> [Gekozen fragment]:
++++++++

Verricht geen endoscopische surveillance bij patiënten met een laag risico Barrett-oesofagus
Aanbeveling-2: Volg het volgende surveillance protocol bij patiënten met een Barrett-oesofagus:
• Voer geen endoscopische surveillance uit bij patiënten met een laag risico Barrett-oesofagus*. Uitzondering hierop vormen patiënten met een laag risico Barrett met de diagnose voor het 50e levensjaar, dan is een enkele surveillance gastroscopie geadviseerd op de leeftijd van 55 jaar.
Deze patiënten dienen gemonitord te worden middels een landelijk prospectieve registratie.
• Voer 1x per 3 jaar surveillance uit bij patiënten met een matig risico Barrett-oesofagus*, tot een leeftijd van 75 jaar of tot het moment dat de levensverwachting korter dan 5 jaar wordt ingeschat. Deze endoscopische surveillance dient bij voorkeur te gebeuren door endoscopisten met specifieke interesse in Barrett-oesofagus, op geoormerkte endoscopieprogramma’s.

++++++++

> [Wat je doet]:
(a) Beantwoord deze vragen over de tekst over surveillance bij Barrett-oesofagus:
(i) Op welke leeftijd wordt een enkele surveillance gastroscopie geadviseerd bij patiënten met een laag risico Barrett die de diagnose vóór hun 50e levensjaar kregen?
(ii) Hoe moeten deze patiënten volgens de tekst gemonitord worden?
(iii) Hoe vaak wordt surveillance uitgevoerd bij patiënten met een matig risico Barrett-oesofagus?
(b) Neem uit de tekst over surveillance bij Barrett-oesofagus letterlijk het deel over dat begint met "Verricht geen endoscopische" en doorloopt tot en met "van 55 jaar.".
(c) Schrijf de tekst over surveillance bij Barrett-oesofagus verder, te beginnen na de laatste zin die er staat.

++++++++

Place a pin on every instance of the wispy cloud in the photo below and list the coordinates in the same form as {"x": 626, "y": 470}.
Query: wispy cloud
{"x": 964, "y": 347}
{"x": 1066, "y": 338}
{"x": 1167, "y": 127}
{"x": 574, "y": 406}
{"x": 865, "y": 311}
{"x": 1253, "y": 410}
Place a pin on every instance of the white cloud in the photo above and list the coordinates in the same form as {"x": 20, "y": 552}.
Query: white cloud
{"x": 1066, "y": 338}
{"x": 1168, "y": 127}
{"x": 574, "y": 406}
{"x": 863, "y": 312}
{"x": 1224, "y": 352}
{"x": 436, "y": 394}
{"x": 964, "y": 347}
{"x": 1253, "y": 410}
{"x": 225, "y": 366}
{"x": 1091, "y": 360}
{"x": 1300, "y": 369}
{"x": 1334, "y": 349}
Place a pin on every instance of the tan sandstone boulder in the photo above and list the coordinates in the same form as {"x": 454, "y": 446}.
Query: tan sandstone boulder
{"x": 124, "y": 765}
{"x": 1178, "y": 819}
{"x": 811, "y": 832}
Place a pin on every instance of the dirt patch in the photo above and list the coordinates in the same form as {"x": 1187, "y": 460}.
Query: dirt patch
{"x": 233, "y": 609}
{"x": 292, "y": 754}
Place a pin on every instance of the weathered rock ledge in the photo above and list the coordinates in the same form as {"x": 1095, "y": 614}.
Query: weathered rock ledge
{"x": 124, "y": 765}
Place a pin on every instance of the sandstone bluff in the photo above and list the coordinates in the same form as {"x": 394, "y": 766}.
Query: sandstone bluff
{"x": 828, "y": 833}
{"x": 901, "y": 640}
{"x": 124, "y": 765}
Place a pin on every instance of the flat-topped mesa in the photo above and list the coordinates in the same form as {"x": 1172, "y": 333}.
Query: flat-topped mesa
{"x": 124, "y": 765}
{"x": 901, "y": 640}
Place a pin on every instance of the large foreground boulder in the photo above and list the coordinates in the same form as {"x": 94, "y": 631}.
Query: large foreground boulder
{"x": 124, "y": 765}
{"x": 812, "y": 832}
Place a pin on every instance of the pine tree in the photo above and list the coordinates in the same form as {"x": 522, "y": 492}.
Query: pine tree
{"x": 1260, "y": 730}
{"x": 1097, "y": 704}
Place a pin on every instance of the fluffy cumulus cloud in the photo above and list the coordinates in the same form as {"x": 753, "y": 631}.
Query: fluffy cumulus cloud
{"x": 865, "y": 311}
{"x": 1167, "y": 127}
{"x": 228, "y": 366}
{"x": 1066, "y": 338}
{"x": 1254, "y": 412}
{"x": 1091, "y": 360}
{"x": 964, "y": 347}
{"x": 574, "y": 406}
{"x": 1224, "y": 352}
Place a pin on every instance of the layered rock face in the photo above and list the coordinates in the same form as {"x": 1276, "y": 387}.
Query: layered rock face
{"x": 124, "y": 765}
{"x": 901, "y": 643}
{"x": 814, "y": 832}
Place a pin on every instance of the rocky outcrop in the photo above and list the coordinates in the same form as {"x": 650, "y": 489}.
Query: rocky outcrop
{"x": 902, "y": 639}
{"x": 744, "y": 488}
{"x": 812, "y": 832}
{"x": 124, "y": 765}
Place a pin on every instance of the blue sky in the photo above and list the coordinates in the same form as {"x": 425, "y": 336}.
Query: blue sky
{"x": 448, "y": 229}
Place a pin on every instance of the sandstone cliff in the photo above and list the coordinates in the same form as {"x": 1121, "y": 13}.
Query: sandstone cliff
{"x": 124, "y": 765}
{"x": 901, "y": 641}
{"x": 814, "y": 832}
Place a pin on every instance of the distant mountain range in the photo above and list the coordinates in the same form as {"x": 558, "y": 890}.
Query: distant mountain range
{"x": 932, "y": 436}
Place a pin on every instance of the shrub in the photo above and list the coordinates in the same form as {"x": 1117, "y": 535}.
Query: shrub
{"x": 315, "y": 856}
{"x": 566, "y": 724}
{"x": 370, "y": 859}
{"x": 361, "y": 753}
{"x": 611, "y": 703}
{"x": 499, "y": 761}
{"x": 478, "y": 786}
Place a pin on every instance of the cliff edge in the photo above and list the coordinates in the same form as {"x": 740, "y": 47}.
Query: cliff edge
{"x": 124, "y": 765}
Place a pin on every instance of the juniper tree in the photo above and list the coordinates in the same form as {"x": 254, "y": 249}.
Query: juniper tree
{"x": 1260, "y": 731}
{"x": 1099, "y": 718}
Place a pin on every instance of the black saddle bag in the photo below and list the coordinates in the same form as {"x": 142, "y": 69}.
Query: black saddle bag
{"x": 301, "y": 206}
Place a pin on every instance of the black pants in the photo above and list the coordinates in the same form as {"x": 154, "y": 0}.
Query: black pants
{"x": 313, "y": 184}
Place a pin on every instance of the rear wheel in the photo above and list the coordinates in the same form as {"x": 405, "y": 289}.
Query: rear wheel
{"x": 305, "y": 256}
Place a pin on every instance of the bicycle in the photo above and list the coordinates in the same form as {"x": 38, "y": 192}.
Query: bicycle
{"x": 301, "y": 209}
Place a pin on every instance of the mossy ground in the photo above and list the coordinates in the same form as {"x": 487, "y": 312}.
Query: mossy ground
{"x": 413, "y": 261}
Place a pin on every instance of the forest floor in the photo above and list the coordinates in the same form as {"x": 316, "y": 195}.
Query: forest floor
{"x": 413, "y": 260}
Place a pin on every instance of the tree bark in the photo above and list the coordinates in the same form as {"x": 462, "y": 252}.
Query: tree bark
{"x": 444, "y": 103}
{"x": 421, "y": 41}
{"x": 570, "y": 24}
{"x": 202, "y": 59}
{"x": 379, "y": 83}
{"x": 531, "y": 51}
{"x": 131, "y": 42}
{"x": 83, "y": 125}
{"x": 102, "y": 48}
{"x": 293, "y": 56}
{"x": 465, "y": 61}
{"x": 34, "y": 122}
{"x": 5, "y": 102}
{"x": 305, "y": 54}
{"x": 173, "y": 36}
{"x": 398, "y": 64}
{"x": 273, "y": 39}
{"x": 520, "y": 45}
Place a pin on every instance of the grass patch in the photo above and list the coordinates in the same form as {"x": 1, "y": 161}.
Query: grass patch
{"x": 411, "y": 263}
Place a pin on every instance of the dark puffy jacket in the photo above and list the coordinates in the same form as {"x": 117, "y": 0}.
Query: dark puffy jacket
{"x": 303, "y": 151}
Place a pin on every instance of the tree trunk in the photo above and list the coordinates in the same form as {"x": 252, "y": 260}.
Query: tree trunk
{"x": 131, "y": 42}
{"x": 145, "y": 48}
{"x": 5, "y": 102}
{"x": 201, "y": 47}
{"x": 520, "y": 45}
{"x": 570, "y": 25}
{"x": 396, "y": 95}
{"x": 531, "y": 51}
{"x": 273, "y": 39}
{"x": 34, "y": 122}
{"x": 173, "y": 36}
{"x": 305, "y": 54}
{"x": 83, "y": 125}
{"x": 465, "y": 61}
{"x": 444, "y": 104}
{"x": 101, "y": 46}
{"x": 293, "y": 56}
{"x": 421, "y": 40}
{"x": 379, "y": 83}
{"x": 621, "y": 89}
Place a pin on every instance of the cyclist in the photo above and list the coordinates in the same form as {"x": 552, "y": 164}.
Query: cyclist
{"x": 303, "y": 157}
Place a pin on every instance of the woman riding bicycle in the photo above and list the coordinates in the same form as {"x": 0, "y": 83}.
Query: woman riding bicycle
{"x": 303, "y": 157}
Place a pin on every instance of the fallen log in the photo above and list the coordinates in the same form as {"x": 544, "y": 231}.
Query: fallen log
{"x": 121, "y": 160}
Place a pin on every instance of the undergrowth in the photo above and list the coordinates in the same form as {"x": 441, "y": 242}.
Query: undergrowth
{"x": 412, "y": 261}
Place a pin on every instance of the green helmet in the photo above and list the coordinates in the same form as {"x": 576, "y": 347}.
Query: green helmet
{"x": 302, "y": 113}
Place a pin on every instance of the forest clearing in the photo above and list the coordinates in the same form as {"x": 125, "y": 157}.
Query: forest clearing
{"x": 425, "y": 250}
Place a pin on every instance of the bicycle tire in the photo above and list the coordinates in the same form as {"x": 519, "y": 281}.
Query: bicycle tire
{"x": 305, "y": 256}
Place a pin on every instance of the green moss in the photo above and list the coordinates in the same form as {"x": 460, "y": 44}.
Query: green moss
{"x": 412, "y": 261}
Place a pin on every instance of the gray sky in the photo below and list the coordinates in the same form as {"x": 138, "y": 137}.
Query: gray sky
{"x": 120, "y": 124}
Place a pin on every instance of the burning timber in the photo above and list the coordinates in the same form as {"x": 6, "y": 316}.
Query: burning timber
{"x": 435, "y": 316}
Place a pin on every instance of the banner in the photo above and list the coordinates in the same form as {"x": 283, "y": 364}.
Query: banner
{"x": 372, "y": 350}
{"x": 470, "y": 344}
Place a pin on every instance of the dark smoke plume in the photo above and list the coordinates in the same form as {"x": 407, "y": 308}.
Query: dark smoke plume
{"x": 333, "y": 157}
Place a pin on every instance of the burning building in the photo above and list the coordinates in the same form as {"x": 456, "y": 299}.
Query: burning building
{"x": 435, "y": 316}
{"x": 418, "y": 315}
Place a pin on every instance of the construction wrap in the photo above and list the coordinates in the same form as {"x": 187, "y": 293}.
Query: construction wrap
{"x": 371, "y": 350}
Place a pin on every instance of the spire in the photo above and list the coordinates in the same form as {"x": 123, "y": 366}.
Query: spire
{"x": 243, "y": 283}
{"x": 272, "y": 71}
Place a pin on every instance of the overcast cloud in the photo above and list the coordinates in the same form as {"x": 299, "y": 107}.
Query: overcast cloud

++++++++

> [Resultaten oefening]:
(a)
(i) Op de leeftijd van 55 jaar.
(ii) Via een landelijk prospectieve registratie.
(iii) Eén keer per 3 jaar.

(b)
Verricht geen endoscopische surveillance bij patiënten met een laag risico Barrett-oesofagus
Aanbeveling-2: Volg het volgende surveillance protocol bij patiënten met een Barrett-oesofagus:
• Voer geen endoscopische surveillance uit bij patiënten met een laag risico Barrett-oesofagus*. Uitzondering hierop vormen patiënten met een laag risico Barrett met de diagnose voor het 50e levensjaar, dan is een enkele surveillance gastroscopie geadviseerd op de leeftijd van 55 jaar.

(c)
• Verwijs patiënten met een hoog-risico Barrett-oesofagus* naar een Barrett expertisecentrum.
*Laag risico: Barrett-oesofagus met (1) een maximale (“M”) uitbreiding <5cm, (2) zonder aanwezigheid of voorgeschiedenis van dysplasie, dat wil zeggen geen bevestigde diagnose van indefinite of LGD in de laatste twee jaar en in de laatste scopie, en geen HGD of adenocarcinoom, bij biopten genomen volgens het Seattle protocol, en (3) zonder eerstegraads familieleden met adenocarcinoom van de slokdarm.
Matig risico: Barrett-oesofagus met een maximale uitbreiding ≥5<10cm, en/of positieve familieanamnese voor adenocarcinoom van de slokdarm maar zonder aanwezigheid of voorgeschiedenis van laaggradige of hooggradige dysplasie bij biopten genomen volgens het Seattle protocol.
Hoog risico: Barrett-oesofagus met een maximale uitbreiding ≥10cm, en/of de aanwezigheid van laaggradige of hooggradige dysplasie in het heden of verleden.
Zie stroomschema Surveillance Barrett-oesofagus.